■ THE PROBLEM: Please repeat every entry, keeping each one exactly the same.

(Referring expression pointing data)
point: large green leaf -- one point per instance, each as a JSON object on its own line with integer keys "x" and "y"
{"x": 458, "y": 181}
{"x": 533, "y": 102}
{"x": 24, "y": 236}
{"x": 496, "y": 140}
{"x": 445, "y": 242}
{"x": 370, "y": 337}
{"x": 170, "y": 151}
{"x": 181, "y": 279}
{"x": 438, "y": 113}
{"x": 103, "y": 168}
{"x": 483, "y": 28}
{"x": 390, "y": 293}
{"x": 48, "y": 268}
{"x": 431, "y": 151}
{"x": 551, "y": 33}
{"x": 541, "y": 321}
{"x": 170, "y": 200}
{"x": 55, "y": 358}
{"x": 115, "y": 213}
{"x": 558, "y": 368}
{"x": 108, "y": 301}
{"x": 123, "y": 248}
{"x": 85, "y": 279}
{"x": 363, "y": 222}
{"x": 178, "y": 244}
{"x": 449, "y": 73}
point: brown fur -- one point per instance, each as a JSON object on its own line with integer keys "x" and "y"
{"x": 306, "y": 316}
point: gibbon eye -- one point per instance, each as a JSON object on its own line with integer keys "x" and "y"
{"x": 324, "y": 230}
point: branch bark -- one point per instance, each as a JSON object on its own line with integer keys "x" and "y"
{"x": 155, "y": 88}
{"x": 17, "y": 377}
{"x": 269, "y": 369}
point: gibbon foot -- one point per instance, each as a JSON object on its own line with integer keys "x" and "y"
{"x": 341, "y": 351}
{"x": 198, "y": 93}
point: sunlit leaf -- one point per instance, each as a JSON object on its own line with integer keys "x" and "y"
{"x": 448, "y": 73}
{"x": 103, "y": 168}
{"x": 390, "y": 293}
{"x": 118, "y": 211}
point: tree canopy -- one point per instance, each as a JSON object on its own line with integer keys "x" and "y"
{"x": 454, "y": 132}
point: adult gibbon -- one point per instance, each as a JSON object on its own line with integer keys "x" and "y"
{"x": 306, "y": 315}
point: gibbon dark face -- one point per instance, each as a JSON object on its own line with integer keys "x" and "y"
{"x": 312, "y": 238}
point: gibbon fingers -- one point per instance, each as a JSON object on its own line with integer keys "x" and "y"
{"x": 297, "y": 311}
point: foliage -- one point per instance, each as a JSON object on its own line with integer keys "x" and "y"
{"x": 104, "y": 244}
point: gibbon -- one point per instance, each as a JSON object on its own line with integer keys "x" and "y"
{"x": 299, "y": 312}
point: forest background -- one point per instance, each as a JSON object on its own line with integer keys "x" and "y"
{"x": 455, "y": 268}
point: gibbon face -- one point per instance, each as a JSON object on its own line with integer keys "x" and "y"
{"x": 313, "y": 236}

■ WRITTEN RESPONSE:
point: large green leaf -- one point per instance, each as a JSON object on its own line with integer keys "x" and "y"
{"x": 458, "y": 181}
{"x": 533, "y": 102}
{"x": 24, "y": 236}
{"x": 496, "y": 140}
{"x": 445, "y": 242}
{"x": 370, "y": 337}
{"x": 170, "y": 151}
{"x": 181, "y": 279}
{"x": 438, "y": 113}
{"x": 103, "y": 168}
{"x": 483, "y": 28}
{"x": 390, "y": 293}
{"x": 48, "y": 268}
{"x": 431, "y": 151}
{"x": 551, "y": 33}
{"x": 541, "y": 321}
{"x": 170, "y": 200}
{"x": 55, "y": 358}
{"x": 115, "y": 213}
{"x": 558, "y": 368}
{"x": 108, "y": 301}
{"x": 123, "y": 248}
{"x": 85, "y": 279}
{"x": 363, "y": 222}
{"x": 178, "y": 244}
{"x": 449, "y": 73}
point: brown fur -- one point per instance, each as a JSON object on its own line with integer keys "x" and "y"
{"x": 306, "y": 316}
point: gibbon eye -- one point per instance, each as a JSON object on its own line with integer keys "x" and "y"
{"x": 324, "y": 230}
point: branch bark -- one point per instance, each as a JSON object on its own line with integer keys "x" and "y"
{"x": 155, "y": 88}
{"x": 17, "y": 377}
{"x": 269, "y": 369}
point: gibbon foot -- one point per instance, each as a JSON object on its own line with integer keys "x" and "y"
{"x": 341, "y": 351}
{"x": 198, "y": 93}
point: sunlit leaf -- one point per instance, each as a JSON object on its own line with integer keys "x" and "y"
{"x": 448, "y": 73}
{"x": 103, "y": 168}
{"x": 390, "y": 293}
{"x": 118, "y": 211}
point: tree canopy -- one point per instance, each as a JSON object on its own line with integer keys "x" and "y"
{"x": 454, "y": 132}
point: adult gibbon -- one point per instance, each as a JSON object on its own line with integer keys "x" and "y"
{"x": 306, "y": 315}
point: gibbon dark face -- one point per instance, each as a JSON object on its own line with integer keys "x" and "y"
{"x": 312, "y": 238}
point: gibbon fingers -- one point per instance, each as a JSON object on its own line with integer keys "x" and "y"
{"x": 297, "y": 311}
point: foliage -- one point per instance, each as a JSON object on its own line with integer keys "x" and "y"
{"x": 104, "y": 244}
point: gibbon -- one point per instance, each as a JSON object on its own line with integer keys "x" and "y"
{"x": 299, "y": 312}
point: forest background -- one point per instance, each as a JSON object on its own line with integer keys "x" and "y"
{"x": 455, "y": 268}
point: gibbon face -- one point per instance, each as a JSON object on its own line with integer keys "x" and "y"
{"x": 313, "y": 236}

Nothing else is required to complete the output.